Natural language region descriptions
-*-*-
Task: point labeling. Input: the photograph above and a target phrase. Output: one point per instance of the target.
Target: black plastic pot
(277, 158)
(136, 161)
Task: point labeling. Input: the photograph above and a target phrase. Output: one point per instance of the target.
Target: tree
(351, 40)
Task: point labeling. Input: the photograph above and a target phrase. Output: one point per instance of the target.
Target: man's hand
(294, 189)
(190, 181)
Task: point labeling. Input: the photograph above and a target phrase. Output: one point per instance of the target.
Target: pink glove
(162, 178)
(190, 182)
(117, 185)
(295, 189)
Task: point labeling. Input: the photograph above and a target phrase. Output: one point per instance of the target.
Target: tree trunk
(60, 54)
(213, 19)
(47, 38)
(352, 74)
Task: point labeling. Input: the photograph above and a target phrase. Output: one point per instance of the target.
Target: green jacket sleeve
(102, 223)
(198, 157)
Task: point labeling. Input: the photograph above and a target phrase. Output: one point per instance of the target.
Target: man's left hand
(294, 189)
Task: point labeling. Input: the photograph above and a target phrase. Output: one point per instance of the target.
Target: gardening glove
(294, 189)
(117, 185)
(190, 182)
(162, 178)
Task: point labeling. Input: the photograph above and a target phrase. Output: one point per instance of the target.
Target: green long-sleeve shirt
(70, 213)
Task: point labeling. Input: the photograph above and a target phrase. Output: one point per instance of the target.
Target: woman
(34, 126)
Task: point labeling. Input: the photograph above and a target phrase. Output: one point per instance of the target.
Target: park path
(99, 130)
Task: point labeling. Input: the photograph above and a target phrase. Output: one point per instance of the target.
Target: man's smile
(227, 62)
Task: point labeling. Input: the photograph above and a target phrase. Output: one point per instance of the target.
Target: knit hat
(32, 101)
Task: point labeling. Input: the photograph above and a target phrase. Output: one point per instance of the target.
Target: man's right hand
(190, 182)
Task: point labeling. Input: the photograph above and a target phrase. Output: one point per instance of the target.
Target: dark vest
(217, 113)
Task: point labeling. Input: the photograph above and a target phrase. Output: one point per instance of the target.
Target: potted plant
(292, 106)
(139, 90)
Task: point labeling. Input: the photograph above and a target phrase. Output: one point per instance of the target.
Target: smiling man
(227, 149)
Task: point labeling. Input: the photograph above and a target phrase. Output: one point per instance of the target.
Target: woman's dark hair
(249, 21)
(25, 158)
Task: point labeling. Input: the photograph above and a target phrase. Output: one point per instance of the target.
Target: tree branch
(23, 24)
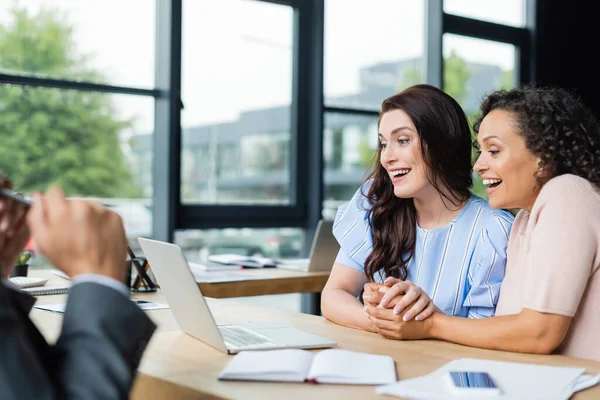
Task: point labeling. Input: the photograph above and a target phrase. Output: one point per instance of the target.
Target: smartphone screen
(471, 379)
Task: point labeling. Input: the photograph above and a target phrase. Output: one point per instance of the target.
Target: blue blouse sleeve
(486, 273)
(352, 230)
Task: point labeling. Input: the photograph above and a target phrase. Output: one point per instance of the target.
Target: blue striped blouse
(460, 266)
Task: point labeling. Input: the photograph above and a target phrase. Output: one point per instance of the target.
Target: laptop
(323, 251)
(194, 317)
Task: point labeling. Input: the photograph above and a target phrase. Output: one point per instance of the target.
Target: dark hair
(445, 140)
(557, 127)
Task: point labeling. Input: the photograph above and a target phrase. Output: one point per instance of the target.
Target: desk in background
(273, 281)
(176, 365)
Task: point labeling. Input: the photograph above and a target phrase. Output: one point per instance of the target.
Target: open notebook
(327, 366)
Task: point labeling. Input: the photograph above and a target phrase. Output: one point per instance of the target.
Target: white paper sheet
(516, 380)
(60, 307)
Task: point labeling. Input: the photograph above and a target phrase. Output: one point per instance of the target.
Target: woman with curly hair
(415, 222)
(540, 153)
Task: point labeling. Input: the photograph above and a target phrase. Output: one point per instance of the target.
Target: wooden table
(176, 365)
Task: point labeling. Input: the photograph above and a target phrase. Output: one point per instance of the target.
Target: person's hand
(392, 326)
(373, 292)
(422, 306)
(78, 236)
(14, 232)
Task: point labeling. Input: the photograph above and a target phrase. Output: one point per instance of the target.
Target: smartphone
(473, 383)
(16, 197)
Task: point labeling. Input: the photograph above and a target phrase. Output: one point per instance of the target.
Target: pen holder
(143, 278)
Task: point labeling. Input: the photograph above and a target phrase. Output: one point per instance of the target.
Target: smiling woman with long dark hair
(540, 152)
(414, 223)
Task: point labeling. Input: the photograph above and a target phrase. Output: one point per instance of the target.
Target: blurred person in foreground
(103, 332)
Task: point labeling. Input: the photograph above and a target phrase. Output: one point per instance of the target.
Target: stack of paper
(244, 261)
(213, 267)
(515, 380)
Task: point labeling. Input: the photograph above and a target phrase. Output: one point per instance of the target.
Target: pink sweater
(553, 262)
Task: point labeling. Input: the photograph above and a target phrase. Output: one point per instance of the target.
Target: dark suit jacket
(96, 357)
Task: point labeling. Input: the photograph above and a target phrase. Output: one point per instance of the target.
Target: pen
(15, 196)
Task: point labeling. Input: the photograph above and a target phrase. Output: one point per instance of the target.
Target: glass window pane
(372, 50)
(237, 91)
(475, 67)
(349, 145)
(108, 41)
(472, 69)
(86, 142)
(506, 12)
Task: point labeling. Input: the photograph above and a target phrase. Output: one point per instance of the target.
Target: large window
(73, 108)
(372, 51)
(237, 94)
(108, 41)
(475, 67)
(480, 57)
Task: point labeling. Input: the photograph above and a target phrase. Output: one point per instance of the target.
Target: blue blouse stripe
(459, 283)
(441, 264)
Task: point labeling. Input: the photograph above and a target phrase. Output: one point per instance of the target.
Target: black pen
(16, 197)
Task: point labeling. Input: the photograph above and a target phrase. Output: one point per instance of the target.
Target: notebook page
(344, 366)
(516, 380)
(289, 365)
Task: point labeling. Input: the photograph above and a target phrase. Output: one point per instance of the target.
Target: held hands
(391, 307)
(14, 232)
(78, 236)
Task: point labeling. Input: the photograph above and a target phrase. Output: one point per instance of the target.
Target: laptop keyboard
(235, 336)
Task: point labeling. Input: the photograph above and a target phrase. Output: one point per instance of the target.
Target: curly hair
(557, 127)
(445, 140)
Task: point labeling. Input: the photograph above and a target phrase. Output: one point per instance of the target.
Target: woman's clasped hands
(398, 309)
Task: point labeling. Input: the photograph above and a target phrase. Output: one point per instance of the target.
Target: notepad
-*-*-
Task statement
Copy out all the data above exactly, minus the images.

Task result
Task: point labeling. Input: the photograph above and a target phrase. Output: one point per instance of the target.
Target: black plastic pot
(277, 158)
(136, 161)
Task: point labeling. Input: the photograph above and a target phrase. Output: one point per instance of the target.
Target: tree
(351, 40)
Task: point labeling. Input: the photograph above and a target phrase. Output: one point per instance of the target.
Target: man's hand
(294, 189)
(190, 181)
Task: point labeling. Input: the photograph above and a target phrase. Output: one point per instance of the target.
Target: pink glove
(162, 178)
(190, 182)
(117, 185)
(295, 189)
Task: point labeling. Input: the photograph above and a target phrase. Output: one point per instance of the target.
Target: tree trunk
(60, 54)
(213, 19)
(47, 38)
(352, 74)
Task: point labeling. Input: the photograph above and a target phrase. Output: one point per instance of the target.
Target: green jacket sleeve
(102, 223)
(198, 157)
Task: point labeling. Input: the photograph above and a target phrase. Output: one point per instance of the target.
Target: man's left hand
(294, 189)
Task: point labeling. Input: the photograph above and a target phrase. Output: one point per instance of the target.
Target: gardening glove
(294, 189)
(117, 185)
(190, 182)
(162, 178)
Task: point labeling. Input: the photograph above and a target phrase. Output: one point per instance of the target.
Target: green long-sleeve shirt
(70, 213)
Task: point labeling. Input: the photograph above and a target phrase. Output: one point per instance of the target.
Target: woman
(34, 126)
Task: point labeling. Input: the photograph above and a target phrase. Output: one point per instance of the target.
Target: park path
(99, 130)
Task: point labeling. Input: the photograph above and a target phrase. Output: one point per instance of the target.
Target: man's smile
(227, 62)
Task: point labeling. Input: the photograph above and a target phrase. Output: one point per instance of the target.
Target: knit hat
(32, 101)
Task: point labeling. Input: the photograph above and a target phrase. Output: one point per instance of the target.
Target: man's right hand
(190, 182)
Task: point labeling. Input: the photograph above and a target phrase. Output: one point per instance of the target.
Target: dark vest
(217, 113)
Task: point labeling. Input: the photograph above and a target phrase. Output: one point per instance of the target.
Target: potted plant
(292, 106)
(139, 90)
Task: point labeling. Input: the photograph above and a target phrase. Output: one point per instance of the target.
Target: smiling man
(227, 149)
Task: point labeling. Input: the photograph above and a target phrase. Output: one point per instance of the target.
Target: woman's dark hair
(249, 21)
(25, 158)
Task: point labeling. Input: the photograph above and a target phrase. Output: one point per instance of the target.
Target: tree branch
(23, 24)
Task: point labeling. Input: the photograph above and a target phrase. Output: one point per instance of the target.
Target: smartphone screen
(471, 379)
Task: point labeling. Input: the photograph above and a target phrase. Output: one point per instance of the target.
Target: blue blouse sleeve
(486, 273)
(352, 230)
Task: point labeling. Input: the photograph above and a target phrase. Output: one point per instance of the target.
Target: blue striped blouse
(460, 266)
Task: point labeling. Input: the photograph above and a target phrase. Output: one point per instance of the target.
Target: laptop
(323, 251)
(194, 317)
Task: point labeling. Input: the photograph above and a target phrase. Output: one point per instance of the target.
Target: dark hair
(445, 140)
(557, 127)
Task: point labeling. Input: the photograph above and a target phrase. Output: one point per instance of the target.
Target: desk in background
(273, 281)
(176, 365)
Task: point labeling. Input: the photograph above and a target phrase. Output: one point per instance of the target.
Target: open notebook
(327, 366)
Task: point labeling. Input: the photograph above and a target phrase. Output: one point per instance of the target.
Target: white paper sheet
(516, 380)
(60, 307)
Task: point labeling. Input: the photograph above and a target phrase. Output: one point per instance of the target.
Target: woman with curly hair
(415, 222)
(540, 153)
Task: point labeling. Input: the photograph above and a target phrase. Output: one point per instance of the target.
Target: wooden table
(176, 365)
Task: point labeling. Input: the photograph above and a target phrase. Output: one point per instance of the target.
Target: person's hand
(392, 326)
(373, 292)
(422, 306)
(78, 236)
(14, 232)
Task: point labeling. Input: the photograph above and a target phrase. Output: one point per instance of the target.
Target: smartphone
(473, 383)
(16, 197)
Task: point labeling. Input: the photograph above and a target phrase. Output: one point per instance of the target.
Target: pen holder
(143, 278)
Task: point labeling. Input: the photograph above and a target phrase. Output: one point per instance of the target.
Target: smiling woman with long dark hair
(540, 152)
(414, 223)
Task: point labeling. Input: the photograph above and a target phrase. Output: one point per instance of the target.
Target: blurred person in foreground
(103, 332)
Task: point labeling. Input: the photograph above and a target phrase. Output: one point per instance of the target.
Target: stack of paper
(244, 261)
(213, 267)
(515, 380)
Task: point labeling. Input: the photograph above and a target phrase. Output: one point per instance of the target.
Target: pink sweater
(553, 262)
Task: point labeling. Input: the photograph above and a target phrase. Output: one point per instance of the target.
Target: dark suit jacket
(96, 357)
Task: point labeling. Input: the photograph above and a target phrase. Output: one point per instance of the target.
Target: pen
(15, 196)
Task: point labeling. Input: the photograph above and a target phrase. Output: one point per instance of the target.
Target: glass window pane
(372, 50)
(237, 91)
(475, 67)
(349, 145)
(108, 41)
(472, 69)
(86, 142)
(506, 12)
Task: point labeling. Input: the photograph above and a target phrase. Output: one point per instance of the target.
Target: large window
(73, 108)
(372, 51)
(237, 94)
(108, 41)
(475, 67)
(480, 57)
Task: point labeling. Input: the photograph above and a target phrase. Output: one point per instance of the target.
Target: blue blouse stripe
(459, 283)
(441, 264)
Task: point labeling. Input: the photograph above and a target phrase. Output: one point per instance of the target.
Target: black pen
(16, 197)
Task: point labeling. Input: the photograph above and a target phrase. Output: one point per instance of the target.
Target: notebook page
(344, 366)
(516, 380)
(289, 365)
Task: point labeling. Input: the photograph above and a target phrase. Output: one point per instance of the target.
Target: held hands
(391, 307)
(14, 232)
(78, 236)
Task: point labeling. Input: the photograph above and a target phrase. Output: one point per instance of the target.
Target: laptop keyboard
(235, 336)
Task: point labeling. Input: the photograph above and a target phrase. Output: one point per instance of the target.
Target: curly hair
(557, 127)
(445, 140)
Task: point labeling. Input: the photograph above and a target phrase. Output: one point per instance of the target.
Target: woman's clasped hands
(398, 309)
Task: point labeling. Input: the photograph above and a target phrase. Output: one point per instance of the target.
Target: notepad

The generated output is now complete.